▶ Source extract
########

KO: I read that for you, the essay “creates a space for formal experimentation” and that is something we are big on at BWR. Your book is deliciously experimental and ambitious. Do you read/judge other people’s work in that way as well? In terms of ambition? What do you consider a successful nonfiction piece?
JM: I think one of the things I am always looking for in a piece of writing is to be convinced that you know what you are doing. I expect other people to do something that I wouldn’t do, to do something that I hadn’t thought of. Maybe even something I don’t agree with, or that I don’t like. In my approach to literature, I don’t have to like it, but I need to see that the writer is in command of their craft, that they have thought it through. Great artists are always experimenting. They are always doing something new. With time, things become classics but at the beginning they were always revolutionary. Experimentation is necessary because the art that will make sense to our time has to be invented. Every time has to invent its own art. It’s the same way that Shakespeare had to invent a new kind of play for his time. It’s always going to have to be experimental. But the real question is: do you have the confidence, the ambition, and a seriousness of passion? I am not obsessed with learnedness, but people who are good writers are interested in good writing. You won’t find a good musician who is not interested in good music, including other genres. What I don’t accept are people who say to me, “I want to be a writer, but I’m not interested in reading great literature.” You have to experiment. If you’re smart, you’ll figure out how to do it well, how to have taste. That’s the great thing about experimenting, going back into your own traditions and finding new things in them that earlier generations didn’t see. When I’m reading something, usually you can tell if the person that wrote it has done that kind of work. If they have, I really don’t care what you are writing about. You could be writing about something that I don’t even like but if it’s locked in, I’m about it. We need to encourage it and give you a chance to do it more. That’s always what I’m looking for.

########

▶ Dataset extract
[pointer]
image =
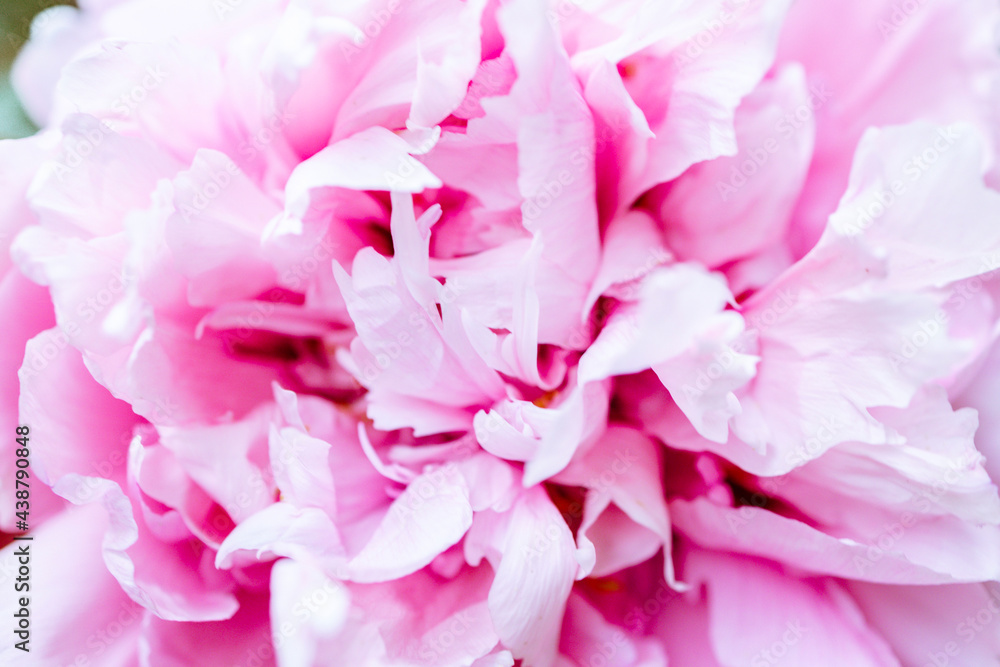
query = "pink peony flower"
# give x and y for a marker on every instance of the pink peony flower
(442, 333)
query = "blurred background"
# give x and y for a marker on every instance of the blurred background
(15, 26)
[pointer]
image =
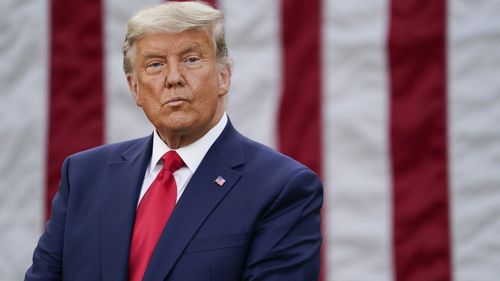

########

▶ Explore the material
1) Transcribe the interview on experimental writing, starting at "KO: I read that" and ending at "successful nonfiction piece?".
2) Pick up the interview on experimental writing after its last sentence and keep it going.
The data is not needed for anything here.

▶ Written answers
1)
KO: I read that for you, the essay “creates a space for formal experimentation” and that is something we are big on at BWR. Your book is deliciously experimental and ambitious. Do you read/judge other people’s work in that way as well? In terms of ambition? What do you consider a successful nonfiction piece?

2)
KO: Who are you reading right now?
JM: I am reading a really interesting book called The Grimkes: The Legacy of Slavery in an American Family (2022) by the historian Kerri K. Greenidge. It is about this famous white abolitionist family called the Grimkes. They have been written about before almost exclusively by white historians, but she brings a very different perspective that cuts against some of the narratives that have been built around them. I have also been reading Winston James’ Claude McKay: The Making of a Black Bolshevik (2022), a biography of the Jamaican poet who was very important in the first half of the 20th century. He was a very complicated character who had an extraordinary career. He travelled all over the world. He was really involved in activism and politics. He was also someone who moved through really different phases of his poetry, writing in very different styles. I just think it’s a great piece of cultural and intellectual history.
This interview has been edited for clarity and length.